Reproduce word for word the lines of the rows below, starting with the line that contains "Put a marker on every instance of the short" and continuing through the line that contains "[(204, 400), (433, 588)]", with both of those lines included.

-------- Raw data

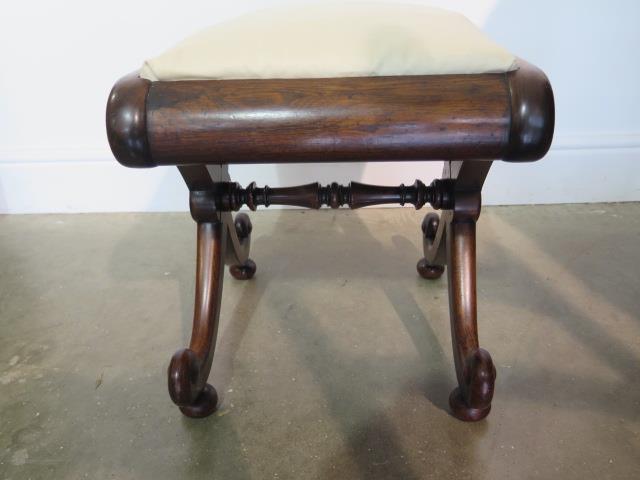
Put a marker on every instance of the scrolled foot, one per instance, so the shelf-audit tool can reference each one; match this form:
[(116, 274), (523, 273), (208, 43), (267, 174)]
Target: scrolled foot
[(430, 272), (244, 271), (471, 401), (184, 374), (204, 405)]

----------------
-------- Raw data

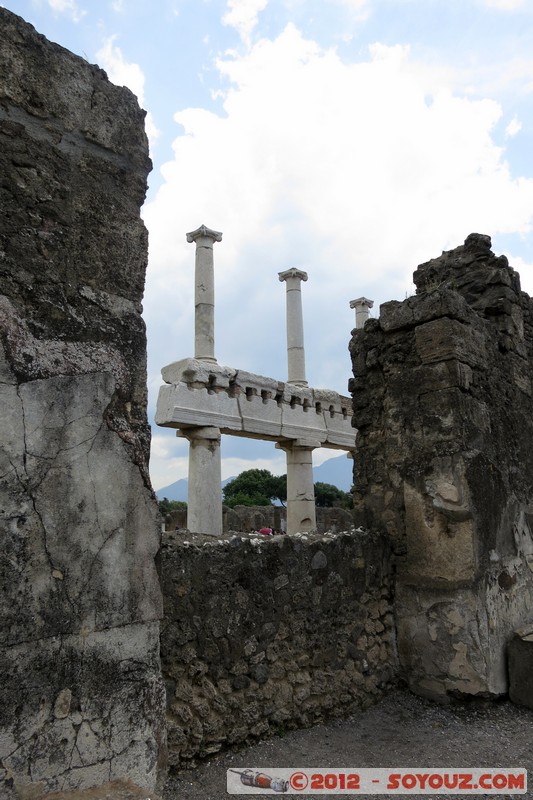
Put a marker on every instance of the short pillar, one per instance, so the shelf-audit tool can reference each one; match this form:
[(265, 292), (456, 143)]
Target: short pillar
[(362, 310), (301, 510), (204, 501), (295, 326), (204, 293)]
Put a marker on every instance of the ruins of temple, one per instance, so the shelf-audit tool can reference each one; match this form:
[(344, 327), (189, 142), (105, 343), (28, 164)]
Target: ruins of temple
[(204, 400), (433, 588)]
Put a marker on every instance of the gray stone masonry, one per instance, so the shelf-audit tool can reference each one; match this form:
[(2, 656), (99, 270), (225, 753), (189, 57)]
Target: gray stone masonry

----------------

**Result of this exercise:**
Put a marker on every instance of the short pillar, one per instance, so the shelf-audit tool can reference each one; match this form:
[(265, 292), (456, 143)]
Target: short pillar
[(362, 310), (301, 510), (204, 501), (295, 326), (204, 293)]
Put a marker on every instance of the ruins of temple, one per instance, so the shelf-audit tool can reference each one; match this form:
[(344, 327), (189, 142), (105, 343), (28, 164)]
Target: ruins of temple
[(204, 400), (433, 588)]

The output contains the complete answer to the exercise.